■ **TEXT UNDER STUDY**
------
To address the problem of AI-generated answers being difficult to verify, given the many possibilities of what is correct and the complex solution space, we have chosen to use something we call verifiable AI for these solution areas. This means we create smaller, simpler AI where the input and output data are well-defined and directly verifiable with a simulation of the entire process. These AI models still require enormous computing power to create, with billions of simulations per AI, but the structure is optimized for clarity and verifiability.

Instead of creating AI that provides the operator with a heading or flight path to win the battle, which is a poorly defined problem as it involves so many parts of “win the battle,” we ask simpler questions with clearer and well-defined answers. For example: “How many g's (how strongly) must the aircraft turn to avoid the incoming missile if it is of type AA 10-C?” The difference is that here it’s possible to simulate the exact answer, provided there’s a model of the missile, and verify that AI delivers the correct answer, which is a simple number between one and nine. Technically, one can conduct an exhaustive statistical verification of the results for all combinations of input parameters using deterministic simulations.

Verifiable AI doesn’t deliver the entire answer like a comprehensive AI does, which is the point since it also solves the other problem: the boundary between operator and AI. Instead of AI delivering the entire answer to the problem, which the operator finds difficult to understand and thus modify or quickly approve, verifiable AI delivers solutions to the exact questions the operator has. Knowing how many g's the aircraft just needs to turn with is an important parameter in air combat, as the pilot does not want to turn too little (getting hit) or too much (becoming passive and losing speed).
------
■ **YOUR TASKS**
1 > Revise the stretch of the passage on verifiable AI from "Instead of creating" through "using deterministic simulations.", putting "course" in place of "heading".
2 > Summarize the passage on verifiable AI in two sentences.
3 > Write a continuation of the passage on verifiable AI, picking up after its final sentence.

■ **EXTRACTED INFORMATION**
------
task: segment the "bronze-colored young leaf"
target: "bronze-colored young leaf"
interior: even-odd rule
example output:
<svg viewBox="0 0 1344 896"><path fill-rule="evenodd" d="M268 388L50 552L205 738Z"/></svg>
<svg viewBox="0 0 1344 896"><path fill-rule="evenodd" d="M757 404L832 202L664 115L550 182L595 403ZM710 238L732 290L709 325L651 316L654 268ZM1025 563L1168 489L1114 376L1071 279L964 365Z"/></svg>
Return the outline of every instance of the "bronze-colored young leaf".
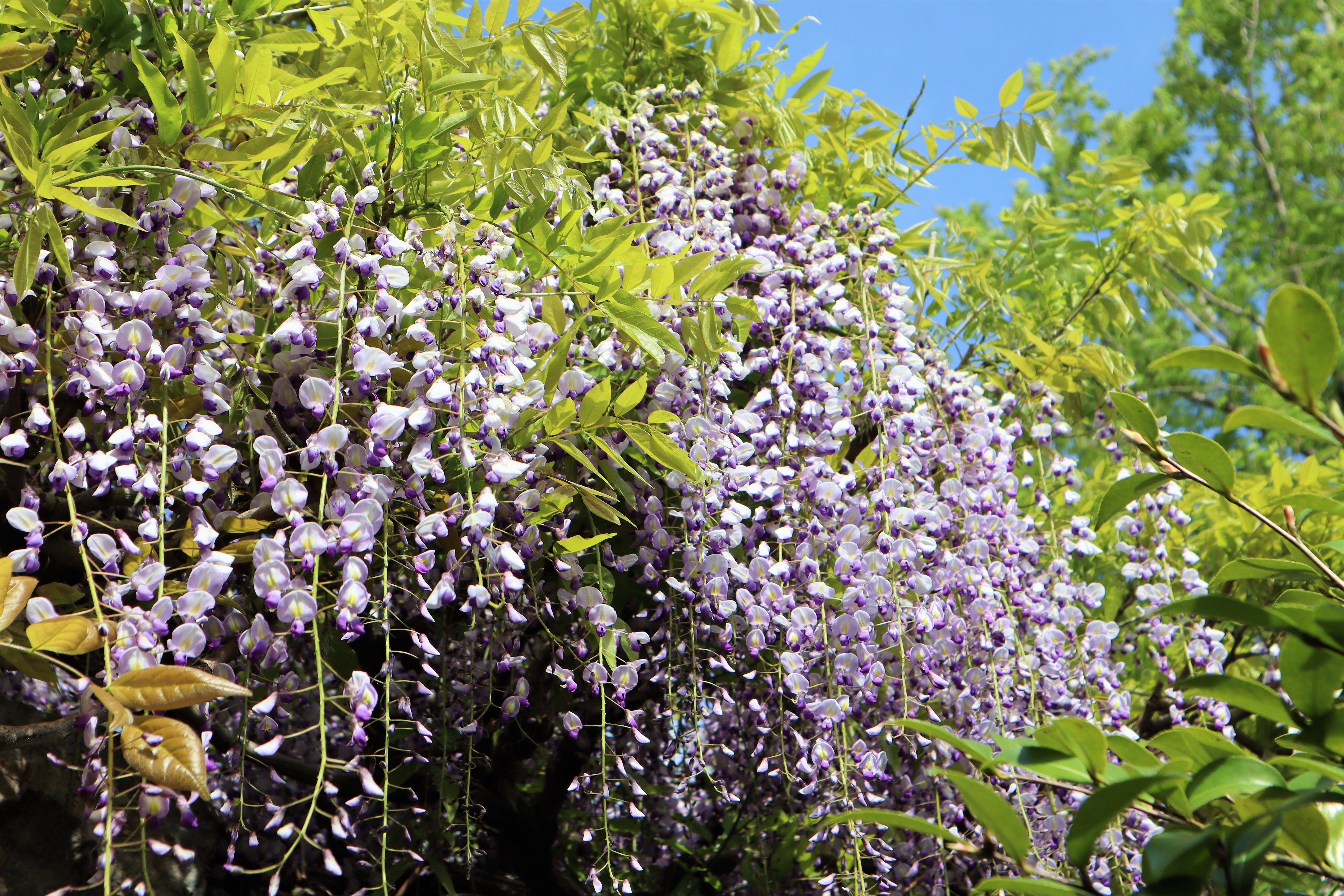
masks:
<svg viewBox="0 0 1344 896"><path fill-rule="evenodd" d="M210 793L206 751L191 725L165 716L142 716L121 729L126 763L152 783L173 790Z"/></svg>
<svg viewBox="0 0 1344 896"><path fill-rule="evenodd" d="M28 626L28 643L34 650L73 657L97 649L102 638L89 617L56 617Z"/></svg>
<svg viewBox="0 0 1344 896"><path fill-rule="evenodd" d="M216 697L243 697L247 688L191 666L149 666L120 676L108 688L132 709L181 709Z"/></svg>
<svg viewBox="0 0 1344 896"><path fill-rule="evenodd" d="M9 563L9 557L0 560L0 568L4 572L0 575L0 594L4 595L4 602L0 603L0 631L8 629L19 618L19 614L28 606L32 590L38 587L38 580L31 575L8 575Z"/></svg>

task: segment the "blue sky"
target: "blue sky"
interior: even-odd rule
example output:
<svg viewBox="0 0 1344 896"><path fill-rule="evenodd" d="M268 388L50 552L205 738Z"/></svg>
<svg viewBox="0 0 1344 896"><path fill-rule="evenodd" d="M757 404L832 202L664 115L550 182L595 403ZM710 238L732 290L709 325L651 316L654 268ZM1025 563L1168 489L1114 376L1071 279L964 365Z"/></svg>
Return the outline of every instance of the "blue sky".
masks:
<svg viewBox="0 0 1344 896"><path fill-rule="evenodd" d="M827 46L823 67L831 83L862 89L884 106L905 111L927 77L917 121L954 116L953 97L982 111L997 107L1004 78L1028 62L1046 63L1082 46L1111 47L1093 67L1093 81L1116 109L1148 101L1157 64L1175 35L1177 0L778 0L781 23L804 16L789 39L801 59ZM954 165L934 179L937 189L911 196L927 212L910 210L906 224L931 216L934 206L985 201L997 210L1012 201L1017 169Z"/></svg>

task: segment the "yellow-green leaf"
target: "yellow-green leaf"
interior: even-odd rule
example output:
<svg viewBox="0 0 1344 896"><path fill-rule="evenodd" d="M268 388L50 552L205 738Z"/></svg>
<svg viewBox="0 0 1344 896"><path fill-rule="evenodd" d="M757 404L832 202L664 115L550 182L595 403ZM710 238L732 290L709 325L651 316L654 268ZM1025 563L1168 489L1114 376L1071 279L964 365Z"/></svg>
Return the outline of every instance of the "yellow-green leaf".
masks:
------
■ **ANSWERS FOR THIS EXERCISE**
1 >
Instead of creating AI that provides the operator with a course or flight path to win the battle, which is a poorly defined problem as it involves so many parts of “win the battle,” we ask simpler questions with clearer and well-defined answers. For example: “How many g's (how strongly) must the aircraft turn to avoid the incoming missile if it is of type AA 10-C?” The difference is that here it’s possible to simulate the exact answer, provided there’s a model of the missile, and verify that AI delivers the correct answer, which is a simple number between one and nine. Technically, one can conduct an exhaustive statistical verification of the results for all combinations of input parameters using deterministic simulations.

2 > Verifiable AI uses smaller, simpler models whose inputs and outputs are well defined and can be checked directly against a simulation of the whole process, such as how many g's an aircraft must turn to avoid a given missile. Rather than giving the whole answer, it answers the exact questions the operator has, which also addresses the boundary between operator and AI.

3 >
To give the operator the same help that comprehensive AI can deliver, we produce several verifiable AI models that are visualized for the operator in different ways depending on the platform and customer. For example: “When can I fire at the earliest to hit, even if the opponent turns away, but before the opponent can drop a bomb on my protected target.” Each of these AI can then be combined and integrated into combat aircraft, air defense systems, and C2 systems without replacing the human with a machine. This results in iterative development over time, without the Big Bang problem that comprehensive AI entails.

At Avioniq, we say that we augment—not replace—the operator by providing answers to the relevant questions that form the basis for decision making. The operator’s decisions are moved to a higher abstraction level, where humans still excel, and they are relieved of the cognitively demanding parts of air combat that a machine performs better and faster. Which verifiable AI solve the operator’s problem is something only a domain expert, such as a fighter pilot or air battle manager with a technical background, can figure out. That’s why we believe companies that combine AI engineers with domain experts are the optimal and perhaps only way forward in complex military areas that want to harness AI.

AI in the military is advancing, of that there is no doubt, but it is crucial to know what works for each solution area so that the customer doesn’t assume that what is done in the civilian market is directly translatable to the military. The future for technically inclined domain experts is bright and will become a bottleneck for developing new AI-based systems in the future.

AI is not magic where generalists solve the problems, but a tool to solve specific problems, with the help of domain experts. Together, engineers and domain experts can build systems that far exceed the operational effectiveness of today’s systems. Our and independent government tests show several hundred percent increase in air combat effectiveness simply by introducing the right verifiable AI. When an aircraft becomes worth three, it can be translated into billions in increased customer value per air force, so there is no doubt that software has a bright future in military systems.

As always, when there is a technological leap, those who act late or not at all will fall hopelessly behind, while those who act and act correctly can dominate the market for a long time to come. You all know which companies are used as examples of not acting.